### PROVIDED DATA
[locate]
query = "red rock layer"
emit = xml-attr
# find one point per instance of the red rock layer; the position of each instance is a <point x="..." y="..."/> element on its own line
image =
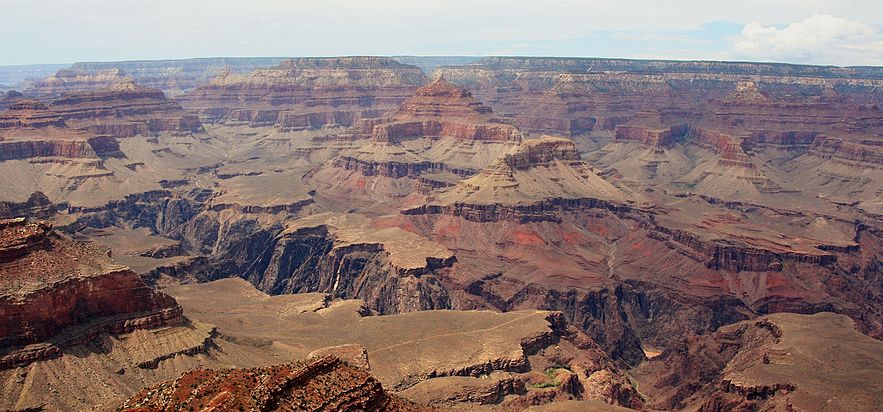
<point x="653" y="129"/>
<point x="727" y="146"/>
<point x="125" y="110"/>
<point x="441" y="109"/>
<point x="324" y="384"/>
<point x="29" y="113"/>
<point x="75" y="81"/>
<point x="307" y="93"/>
<point x="75" y="149"/>
<point x="56" y="293"/>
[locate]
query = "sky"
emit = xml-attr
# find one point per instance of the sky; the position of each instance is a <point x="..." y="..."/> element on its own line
<point x="836" y="32"/>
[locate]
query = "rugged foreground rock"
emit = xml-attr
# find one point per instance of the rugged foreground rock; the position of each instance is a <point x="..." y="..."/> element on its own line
<point x="325" y="384"/>
<point x="57" y="293"/>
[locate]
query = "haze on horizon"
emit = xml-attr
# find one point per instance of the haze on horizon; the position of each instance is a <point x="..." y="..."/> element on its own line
<point x="845" y="32"/>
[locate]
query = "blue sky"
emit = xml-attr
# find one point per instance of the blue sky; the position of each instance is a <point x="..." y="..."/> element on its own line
<point x="842" y="32"/>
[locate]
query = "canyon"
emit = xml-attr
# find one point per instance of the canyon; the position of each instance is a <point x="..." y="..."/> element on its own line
<point x="526" y="232"/>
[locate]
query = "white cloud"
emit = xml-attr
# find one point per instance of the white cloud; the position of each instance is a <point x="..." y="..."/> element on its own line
<point x="820" y="38"/>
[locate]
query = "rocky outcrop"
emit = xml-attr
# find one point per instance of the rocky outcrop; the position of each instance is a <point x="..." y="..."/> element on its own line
<point x="539" y="177"/>
<point x="324" y="384"/>
<point x="441" y="109"/>
<point x="307" y="93"/>
<point x="90" y="148"/>
<point x="75" y="81"/>
<point x="778" y="361"/>
<point x="730" y="255"/>
<point x="176" y="76"/>
<point x="31" y="129"/>
<point x="38" y="206"/>
<point x="336" y="257"/>
<point x="652" y="129"/>
<point x="58" y="293"/>
<point x="29" y="113"/>
<point x="124" y="110"/>
<point x="748" y="92"/>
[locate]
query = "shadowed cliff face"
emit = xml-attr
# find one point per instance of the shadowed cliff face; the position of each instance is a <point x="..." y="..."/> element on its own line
<point x="685" y="198"/>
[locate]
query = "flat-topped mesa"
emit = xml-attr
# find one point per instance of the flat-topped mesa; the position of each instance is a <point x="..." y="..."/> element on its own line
<point x="322" y="384"/>
<point x="782" y="361"/>
<point x="55" y="293"/>
<point x="748" y="91"/>
<point x="125" y="109"/>
<point x="652" y="128"/>
<point x="538" y="178"/>
<point x="543" y="152"/>
<point x="726" y="142"/>
<point x="30" y="129"/>
<point x="75" y="81"/>
<point x="29" y="113"/>
<point x="308" y="93"/>
<point x="440" y="110"/>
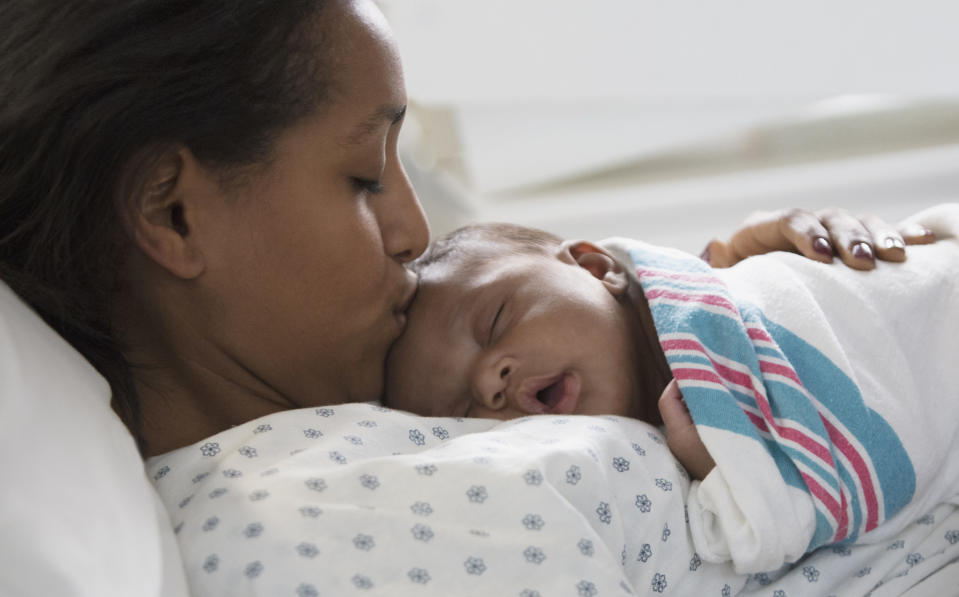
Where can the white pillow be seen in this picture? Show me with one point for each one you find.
(77, 513)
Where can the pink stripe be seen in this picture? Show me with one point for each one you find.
(758, 334)
(697, 375)
(835, 509)
(709, 299)
(779, 369)
(808, 443)
(862, 471)
(758, 421)
(703, 278)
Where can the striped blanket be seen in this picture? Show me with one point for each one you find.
(828, 398)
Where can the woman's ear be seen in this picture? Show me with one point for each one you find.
(160, 210)
(598, 262)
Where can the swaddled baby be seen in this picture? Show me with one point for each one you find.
(816, 392)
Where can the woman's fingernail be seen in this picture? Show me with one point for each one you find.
(892, 242)
(862, 250)
(916, 230)
(821, 245)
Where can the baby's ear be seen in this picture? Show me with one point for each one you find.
(598, 262)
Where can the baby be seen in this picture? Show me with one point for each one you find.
(511, 321)
(824, 399)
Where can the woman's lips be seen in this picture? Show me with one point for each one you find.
(554, 394)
######
## ASSIGNED TASK:
Only the count should be given: the number of lines in the entries above containing the word "layer".

## RESPONSE TO THE TASK:
2